=== Passage to read ===
# Beethoven bird



## KenOC (Mar 7, 2011)

I was startled this morning by a bird. It was calling out the motto of Beethoven's 5th -- three short notes followed by a long note about a whole tone lower, the last note kind of warbled. Well, it got the interval a bit wrong, but its tempo is not bad, about like Klemperer.

The bird is still there, in a tree about 150 feet away. I can't see it, only hear it. Any idea what this critter might be?

(Added: in Southern California)


----------



## Mesa (Mar 2, 2012)

Funny you should mention, there's a type of bird back home in the westcountry that sings the imperial march (i'm entirely serious). 

It's common motif is the inverted minor chord tune we all know, but every few minutes you may hear something approximating the first three notes too.

I consulted an ornithologist with my speculation on the type of bird it could be, but he told me 'These are not the birds you are looking for'.


----------



## Weston (Jul 11, 2008)

Are there mockingbirds in Southern California? The Tennessee mockingbird will sometimes go on a melodic binge like that before moving on to another call. I don't know how they decide what sound to make, but it can be either intriguing or annoying.


----------



## KenOC (Mar 7, 2011)

Weston said:


> Are there mockingbirds in Southern California? The Tennessee mockingbird will sometimes go on a melodic binge like that before moving on to another call. I don't know how they decide what sound to make, but it can be either intriguing or annoying.


Wiki says the Northern Mockingbird is present in Southern California. I'd guess that is...a good guess, at the least!


----------



## ComposerOfAvantGarde (Dec 2, 2011)

If the tempo is like Klemperer, then it's bad.


----------



## Manxfeeder (Oct 19, 2010)

KenOC said:


> Wiki says the Northern Mockingbird is present in Southern California. I'd guess that is...a good guess, at the least!


When I was in Southern California and thinking of moving to Tennessee, there was a mockingbird which for about three weeks showed up and pecked on my window. I didn't know until I moved here that the mockingbird is Tennessee's state bird. Weird coincidence.


----------

=== Stored data ===

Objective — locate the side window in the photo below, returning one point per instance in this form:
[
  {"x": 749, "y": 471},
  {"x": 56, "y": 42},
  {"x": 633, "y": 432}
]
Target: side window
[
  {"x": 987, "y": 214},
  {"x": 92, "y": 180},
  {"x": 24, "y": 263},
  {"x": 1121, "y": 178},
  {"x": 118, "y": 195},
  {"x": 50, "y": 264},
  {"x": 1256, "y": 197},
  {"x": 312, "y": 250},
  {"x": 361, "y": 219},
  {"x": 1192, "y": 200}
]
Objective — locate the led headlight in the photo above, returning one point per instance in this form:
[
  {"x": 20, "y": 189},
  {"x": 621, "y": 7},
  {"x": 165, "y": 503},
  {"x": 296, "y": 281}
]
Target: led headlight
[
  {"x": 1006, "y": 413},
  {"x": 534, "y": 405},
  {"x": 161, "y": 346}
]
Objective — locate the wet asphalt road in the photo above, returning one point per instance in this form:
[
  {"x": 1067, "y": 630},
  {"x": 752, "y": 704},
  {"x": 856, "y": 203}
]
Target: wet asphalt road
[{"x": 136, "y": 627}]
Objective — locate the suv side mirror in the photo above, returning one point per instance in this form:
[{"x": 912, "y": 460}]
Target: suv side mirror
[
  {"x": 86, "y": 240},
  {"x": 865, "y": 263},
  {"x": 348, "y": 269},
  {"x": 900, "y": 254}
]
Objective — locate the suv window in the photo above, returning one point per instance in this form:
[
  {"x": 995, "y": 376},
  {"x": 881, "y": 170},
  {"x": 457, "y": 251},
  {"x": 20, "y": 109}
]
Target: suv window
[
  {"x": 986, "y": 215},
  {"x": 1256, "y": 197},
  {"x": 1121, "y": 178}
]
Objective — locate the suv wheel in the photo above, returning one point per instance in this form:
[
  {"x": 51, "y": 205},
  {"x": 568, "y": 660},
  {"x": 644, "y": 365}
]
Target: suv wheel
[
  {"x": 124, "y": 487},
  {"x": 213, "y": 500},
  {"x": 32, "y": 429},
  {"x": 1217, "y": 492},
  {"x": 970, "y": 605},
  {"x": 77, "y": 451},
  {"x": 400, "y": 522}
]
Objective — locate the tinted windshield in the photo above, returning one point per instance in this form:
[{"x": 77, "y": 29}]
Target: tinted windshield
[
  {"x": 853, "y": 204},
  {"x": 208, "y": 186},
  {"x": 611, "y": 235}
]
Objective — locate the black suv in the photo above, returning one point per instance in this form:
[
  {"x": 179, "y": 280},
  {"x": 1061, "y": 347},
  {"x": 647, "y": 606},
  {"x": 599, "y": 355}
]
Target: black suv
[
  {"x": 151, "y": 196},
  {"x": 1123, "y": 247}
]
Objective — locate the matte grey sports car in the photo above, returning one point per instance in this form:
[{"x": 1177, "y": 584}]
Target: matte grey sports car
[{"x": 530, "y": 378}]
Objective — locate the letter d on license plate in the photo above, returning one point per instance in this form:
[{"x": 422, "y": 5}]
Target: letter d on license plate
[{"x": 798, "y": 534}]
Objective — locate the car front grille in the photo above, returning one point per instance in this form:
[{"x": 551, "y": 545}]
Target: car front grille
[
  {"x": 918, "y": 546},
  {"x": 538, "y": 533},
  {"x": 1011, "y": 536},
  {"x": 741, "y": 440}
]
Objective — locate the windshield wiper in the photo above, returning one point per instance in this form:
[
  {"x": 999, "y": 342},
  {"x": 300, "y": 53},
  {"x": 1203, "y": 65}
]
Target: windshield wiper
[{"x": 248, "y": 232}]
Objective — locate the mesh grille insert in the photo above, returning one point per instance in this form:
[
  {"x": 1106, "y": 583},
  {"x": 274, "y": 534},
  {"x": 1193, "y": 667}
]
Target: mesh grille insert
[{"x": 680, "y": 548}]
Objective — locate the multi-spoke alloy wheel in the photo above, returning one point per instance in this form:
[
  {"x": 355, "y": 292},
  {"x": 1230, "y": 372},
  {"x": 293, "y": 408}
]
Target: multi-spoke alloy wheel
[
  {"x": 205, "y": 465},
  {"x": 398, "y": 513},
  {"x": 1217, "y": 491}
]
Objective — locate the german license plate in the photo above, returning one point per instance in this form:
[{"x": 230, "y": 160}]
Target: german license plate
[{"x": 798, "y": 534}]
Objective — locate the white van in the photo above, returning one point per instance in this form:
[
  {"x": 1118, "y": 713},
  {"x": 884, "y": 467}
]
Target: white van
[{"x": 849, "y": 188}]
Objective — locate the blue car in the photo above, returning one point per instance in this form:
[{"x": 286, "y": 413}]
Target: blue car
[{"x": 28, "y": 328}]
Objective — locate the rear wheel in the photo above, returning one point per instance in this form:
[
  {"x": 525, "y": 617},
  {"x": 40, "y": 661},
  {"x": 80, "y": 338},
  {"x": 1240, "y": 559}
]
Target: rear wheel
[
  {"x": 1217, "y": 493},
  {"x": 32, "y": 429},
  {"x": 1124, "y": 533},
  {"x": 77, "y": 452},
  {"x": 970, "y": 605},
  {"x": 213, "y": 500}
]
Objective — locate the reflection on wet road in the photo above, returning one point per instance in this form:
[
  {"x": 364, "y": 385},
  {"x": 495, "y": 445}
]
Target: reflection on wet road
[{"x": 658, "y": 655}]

=== Problems ===
**A)** According to the forum thread, what is Tennessee's state bird?
**B)** Report each line of the records that contains the word "license".
The records are unrelated to the forum thread.

=== Responses in order ===
**A)** The mockingbird.

**B)**
Objective — locate the letter d on license plate in the photo above, returning one point per instance in this form:
Target: letter d on license plate
Objective — locate the german license plate in the photo above, returning one point per instance in this form:
Target: german license plate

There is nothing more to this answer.